→ **Task details**
Copy out the data below, replacing every "match analytics" with "room survey" and keeping everything else the same.
-- Begin Entries shown --
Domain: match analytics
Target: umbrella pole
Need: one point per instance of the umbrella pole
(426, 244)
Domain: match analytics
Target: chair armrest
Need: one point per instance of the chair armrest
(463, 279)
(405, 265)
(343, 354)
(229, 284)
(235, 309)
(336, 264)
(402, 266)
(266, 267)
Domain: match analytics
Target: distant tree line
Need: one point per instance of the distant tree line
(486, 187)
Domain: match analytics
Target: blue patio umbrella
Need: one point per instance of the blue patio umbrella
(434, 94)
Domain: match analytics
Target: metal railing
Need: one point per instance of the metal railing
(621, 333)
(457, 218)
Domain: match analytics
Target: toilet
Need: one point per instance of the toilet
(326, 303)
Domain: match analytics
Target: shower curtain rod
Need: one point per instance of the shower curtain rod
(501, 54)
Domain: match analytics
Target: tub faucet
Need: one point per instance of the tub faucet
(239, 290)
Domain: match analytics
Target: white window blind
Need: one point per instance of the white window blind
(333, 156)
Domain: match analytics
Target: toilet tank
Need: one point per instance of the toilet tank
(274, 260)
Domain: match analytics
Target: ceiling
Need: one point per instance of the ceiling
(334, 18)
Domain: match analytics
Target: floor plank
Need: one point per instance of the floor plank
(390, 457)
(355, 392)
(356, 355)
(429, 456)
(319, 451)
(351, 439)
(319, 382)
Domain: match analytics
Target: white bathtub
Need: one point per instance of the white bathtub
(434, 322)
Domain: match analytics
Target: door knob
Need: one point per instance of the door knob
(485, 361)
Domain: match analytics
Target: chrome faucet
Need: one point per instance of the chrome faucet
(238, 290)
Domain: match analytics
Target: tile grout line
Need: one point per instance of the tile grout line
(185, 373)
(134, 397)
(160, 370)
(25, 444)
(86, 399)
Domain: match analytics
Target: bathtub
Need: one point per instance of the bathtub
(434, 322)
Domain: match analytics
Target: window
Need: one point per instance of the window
-- End Entries shown --
→ **Reply to the exercise**
Domain: room survey
Target: umbrella pole
Need: one point per instance of the umbrella pole
(426, 244)
Domain: room survey
Target: chair armrest
Need: one point per instance of the chair armrest
(463, 279)
(405, 265)
(343, 354)
(229, 284)
(235, 309)
(336, 264)
(402, 266)
(266, 267)
Domain: room survey
Target: distant tree line
Need: one point per instance of the distant tree line
(486, 187)
Domain: room survey
Target: blue patio umbrella
Need: one point per instance of the blue patio umbrella
(434, 94)
Domain: room survey
Target: metal railing
Need: one point per instance of the metal railing
(621, 333)
(457, 218)
Domain: room survey
Target: toilet
Need: one point per instance of the toilet
(326, 303)
Domain: room survey
Target: shower curtain rod
Need: one point per instance of the shower curtain rod
(501, 54)
Domain: room survey
Target: tub faucet
Need: one point per instance of the tub faucet
(239, 290)
Domain: room survey
Target: white window blind
Need: one point per instance of the white window blind
(333, 156)
Domain: room survey
Target: toilet tank
Need: one point per instance of the toilet tank
(274, 260)
Domain: room survey
Target: ceiling
Need: one point per instance of the ceiling
(334, 18)
Domain: room survey
Target: floor plank
Need: one point per instance of the floor plank
(390, 457)
(355, 392)
(356, 355)
(429, 456)
(319, 451)
(351, 439)
(319, 382)
Domain: room survey
Target: white bathtub
Need: one point per instance of the white bathtub
(434, 322)
Domain: room survey
Target: door knob
Need: one point per instance of the door knob
(485, 361)
Domain: room survey
Target: chrome faucet
Need: one point per instance of the chrome faucet
(238, 290)
Domain: room survey
Target: tile grout line
Need: one point per instance of the tile grout line
(185, 373)
(134, 397)
(160, 370)
(25, 444)
(86, 399)
Domain: room survey
Target: bathtub
Need: one point per instance of the bathtub
(434, 322)
Domain: room survey
Target: window
Need: one point per instance of the window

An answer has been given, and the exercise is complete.